#### Exercise:
Arrange all of the following rows as a numbered list, omitting any blank lines.

#### Entries from a dataset:
───

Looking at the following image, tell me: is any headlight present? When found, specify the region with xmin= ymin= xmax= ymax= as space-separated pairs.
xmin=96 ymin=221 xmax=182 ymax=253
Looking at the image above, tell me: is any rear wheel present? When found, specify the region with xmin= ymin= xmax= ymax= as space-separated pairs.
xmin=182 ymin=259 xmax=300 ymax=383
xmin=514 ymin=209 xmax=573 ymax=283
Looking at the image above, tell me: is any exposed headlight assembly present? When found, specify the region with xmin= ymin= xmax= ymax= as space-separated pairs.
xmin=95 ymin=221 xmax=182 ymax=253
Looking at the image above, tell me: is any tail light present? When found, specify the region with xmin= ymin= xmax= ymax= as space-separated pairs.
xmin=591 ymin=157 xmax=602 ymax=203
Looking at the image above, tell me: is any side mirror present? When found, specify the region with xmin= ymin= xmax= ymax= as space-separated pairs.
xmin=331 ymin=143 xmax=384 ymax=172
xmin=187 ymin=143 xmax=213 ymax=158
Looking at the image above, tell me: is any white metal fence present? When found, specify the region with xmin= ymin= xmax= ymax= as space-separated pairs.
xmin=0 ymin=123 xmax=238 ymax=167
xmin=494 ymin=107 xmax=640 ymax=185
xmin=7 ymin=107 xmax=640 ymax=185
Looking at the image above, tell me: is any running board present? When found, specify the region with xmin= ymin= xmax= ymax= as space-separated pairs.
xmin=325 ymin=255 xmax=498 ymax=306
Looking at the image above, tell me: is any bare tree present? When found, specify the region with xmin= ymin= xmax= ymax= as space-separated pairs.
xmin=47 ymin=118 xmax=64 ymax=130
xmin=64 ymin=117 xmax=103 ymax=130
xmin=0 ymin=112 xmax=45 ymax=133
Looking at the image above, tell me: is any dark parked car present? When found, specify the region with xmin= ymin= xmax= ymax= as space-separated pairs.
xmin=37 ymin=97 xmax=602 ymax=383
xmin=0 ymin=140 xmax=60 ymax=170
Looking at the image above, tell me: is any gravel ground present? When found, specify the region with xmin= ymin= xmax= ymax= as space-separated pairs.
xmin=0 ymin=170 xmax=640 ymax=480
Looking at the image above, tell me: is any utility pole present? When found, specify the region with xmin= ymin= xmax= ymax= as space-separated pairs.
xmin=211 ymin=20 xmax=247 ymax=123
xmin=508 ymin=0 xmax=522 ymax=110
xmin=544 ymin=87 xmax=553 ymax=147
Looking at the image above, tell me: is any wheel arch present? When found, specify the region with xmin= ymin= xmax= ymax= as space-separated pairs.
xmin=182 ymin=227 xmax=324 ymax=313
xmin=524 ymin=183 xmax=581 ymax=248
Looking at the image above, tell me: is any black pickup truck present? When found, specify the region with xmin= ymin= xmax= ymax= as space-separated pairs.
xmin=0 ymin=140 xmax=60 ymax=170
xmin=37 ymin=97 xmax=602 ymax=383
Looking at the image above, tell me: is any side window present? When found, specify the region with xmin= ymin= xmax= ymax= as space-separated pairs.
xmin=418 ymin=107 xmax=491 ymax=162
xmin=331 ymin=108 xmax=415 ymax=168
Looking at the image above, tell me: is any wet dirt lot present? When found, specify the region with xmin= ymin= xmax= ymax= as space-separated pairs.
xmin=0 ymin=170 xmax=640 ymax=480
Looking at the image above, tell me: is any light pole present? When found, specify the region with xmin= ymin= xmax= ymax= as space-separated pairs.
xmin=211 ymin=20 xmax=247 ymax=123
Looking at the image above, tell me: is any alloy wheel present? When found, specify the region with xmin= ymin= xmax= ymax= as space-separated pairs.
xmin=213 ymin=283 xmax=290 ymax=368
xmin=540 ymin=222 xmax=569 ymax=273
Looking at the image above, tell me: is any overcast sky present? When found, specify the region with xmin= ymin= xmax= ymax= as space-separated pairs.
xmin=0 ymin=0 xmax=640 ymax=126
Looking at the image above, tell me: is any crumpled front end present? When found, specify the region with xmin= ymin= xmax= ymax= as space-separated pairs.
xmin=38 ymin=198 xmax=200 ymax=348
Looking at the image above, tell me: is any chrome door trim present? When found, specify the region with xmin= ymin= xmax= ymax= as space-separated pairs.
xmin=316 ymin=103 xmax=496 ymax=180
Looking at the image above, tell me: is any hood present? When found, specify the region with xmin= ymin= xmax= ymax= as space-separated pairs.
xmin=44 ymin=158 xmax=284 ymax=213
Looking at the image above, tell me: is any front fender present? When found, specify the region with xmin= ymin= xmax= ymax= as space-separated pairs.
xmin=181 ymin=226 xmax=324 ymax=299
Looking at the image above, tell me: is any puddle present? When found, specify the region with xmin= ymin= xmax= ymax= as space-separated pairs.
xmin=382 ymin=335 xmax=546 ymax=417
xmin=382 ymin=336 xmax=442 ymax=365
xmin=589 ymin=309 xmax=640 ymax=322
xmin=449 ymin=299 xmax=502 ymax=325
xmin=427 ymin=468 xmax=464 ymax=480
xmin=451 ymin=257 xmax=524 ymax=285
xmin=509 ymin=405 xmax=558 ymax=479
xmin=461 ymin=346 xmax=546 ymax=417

───

#### Output below:
1. Looking at the following image, tell me: is any headlight present? When found, specify the region with xmin= ymin= xmax= ymax= as space-separated pairs.
2. xmin=96 ymin=221 xmax=182 ymax=253
3. Looking at the image above, tell me: is any rear wheel present? When found, specify the region with xmin= ymin= xmax= ymax= as space-separated pairs.
4. xmin=182 ymin=259 xmax=300 ymax=383
5. xmin=514 ymin=209 xmax=573 ymax=283
6. Looking at the image above, tell me: is any exposed headlight assembly present? When found, specify the region with xmin= ymin= xmax= ymax= as space-separated pairs.
7. xmin=95 ymin=221 xmax=182 ymax=253
8. Looking at the image above, tell me: is any tail light present? When found, specify the region with xmin= ymin= xmax= ymax= as space-separated pairs.
9. xmin=591 ymin=157 xmax=602 ymax=203
10. Looking at the image above, tell me: is any side mirror present? When found, specify the region with xmin= ymin= xmax= ymax= as space-separated pairs.
11. xmin=331 ymin=143 xmax=384 ymax=172
12. xmin=187 ymin=143 xmax=213 ymax=158
13. Looking at the image above, tell me: is any white metal fence present? When found, specify the region with xmin= ymin= xmax= ymax= as space-separated pairs.
14. xmin=0 ymin=123 xmax=238 ymax=167
15. xmin=494 ymin=107 xmax=640 ymax=185
16. xmin=7 ymin=107 xmax=640 ymax=185
17. Looking at the image above, tell me: is any running board present? When found, specify the region with xmin= ymin= xmax= ymax= as space-separated pairs.
18. xmin=325 ymin=255 xmax=498 ymax=306
19. Looking at the image above, tell me: is any bare tree present? When found, specify the region with xmin= ymin= xmax= ymax= as space-separated pairs.
20. xmin=47 ymin=118 xmax=64 ymax=130
21. xmin=64 ymin=117 xmax=103 ymax=130
22. xmin=0 ymin=112 xmax=45 ymax=133
23. Looking at the image above, tell me: is any dark parked car present? When found, specify the region with xmin= ymin= xmax= ymax= as space-separated pairs.
24. xmin=37 ymin=97 xmax=602 ymax=383
25. xmin=0 ymin=140 xmax=60 ymax=170
26. Looking at the image above, tell me: is any gravel ground present? When found, specify the region with xmin= ymin= xmax= ymax= as space-separated pairs.
27. xmin=0 ymin=170 xmax=640 ymax=480
28. Looking at the image above, tell me: is any utility pole present? When found, specify the region with xmin= ymin= xmax= ymax= as space-separated pairs.
29. xmin=211 ymin=20 xmax=247 ymax=123
30. xmin=508 ymin=0 xmax=522 ymax=110
31. xmin=544 ymin=87 xmax=553 ymax=147
32. Looking at the image above, tell me: is any wheel arch present? When found, specify the region with xmin= ymin= xmax= ymax= as space-separated pairs.
33. xmin=182 ymin=227 xmax=324 ymax=313
34. xmin=524 ymin=183 xmax=581 ymax=248
35. Looking at the image above, tell me: is any black pickup truck present? When found, specify the region with xmin= ymin= xmax= ymax= as space-separated pairs.
36. xmin=0 ymin=140 xmax=60 ymax=170
37. xmin=37 ymin=97 xmax=602 ymax=383
38. Looking at the image above, tell me: is any side window present? When found, specify the region with xmin= ymin= xmax= ymax= as space-separated pairs.
39. xmin=418 ymin=107 xmax=491 ymax=162
40. xmin=331 ymin=108 xmax=415 ymax=168
41. Looking at the image above, tell me: is any wet dirt lot present? When found, specify the region with xmin= ymin= xmax= ymax= as space-separated pairs.
42. xmin=0 ymin=170 xmax=640 ymax=480
43. Looking at the image above, tell me: is any light pole present? When found, specify the region with xmin= ymin= xmax= ymax= as space-separated pairs.
44. xmin=211 ymin=20 xmax=247 ymax=123
45. Looking at the image above, tell me: is any alloy wheel present? When found, specify the region with xmin= ymin= xmax= ymax= as space-separated pairs.
46. xmin=213 ymin=283 xmax=290 ymax=368
47. xmin=540 ymin=222 xmax=569 ymax=273
48. Looking at the image above, tell me: is any overcast sky present? When found, specify the region with xmin= ymin= xmax= ymax= as space-separated pairs.
49. xmin=0 ymin=0 xmax=640 ymax=126
50. Looking at the image above, tell me: is any crumpled front end present? When found, specify the region with xmin= ymin= xmax= ymax= as space-separated pairs.
51. xmin=38 ymin=198 xmax=200 ymax=348
52. Looking at the image above, tell me: is any chrome door trim present? When found, specify the region with xmin= ymin= xmax= ymax= as space-separated pairs.
53. xmin=316 ymin=103 xmax=496 ymax=180
54. Looking at the image above, tell me: is any hood present? When found, specify the region with xmin= ymin= xmax= ymax= as space-separated pairs.
55. xmin=44 ymin=158 xmax=284 ymax=213
56. Looking at the image above, tell me: is any front fender present? When found, specify the region with xmin= ymin= xmax= ymax= as space-separated pairs.
57. xmin=181 ymin=226 xmax=324 ymax=299
58. Looking at the image above, tell me: is any puddle present? When found, specify the region with xmin= ymin= xmax= ymax= as space-separated pairs.
59. xmin=382 ymin=335 xmax=546 ymax=417
60. xmin=382 ymin=336 xmax=442 ymax=365
61. xmin=589 ymin=309 xmax=640 ymax=322
62. xmin=449 ymin=299 xmax=502 ymax=325
63. xmin=427 ymin=468 xmax=464 ymax=480
64. xmin=451 ymin=257 xmax=524 ymax=285
65. xmin=509 ymin=405 xmax=558 ymax=479
66. xmin=461 ymin=346 xmax=546 ymax=417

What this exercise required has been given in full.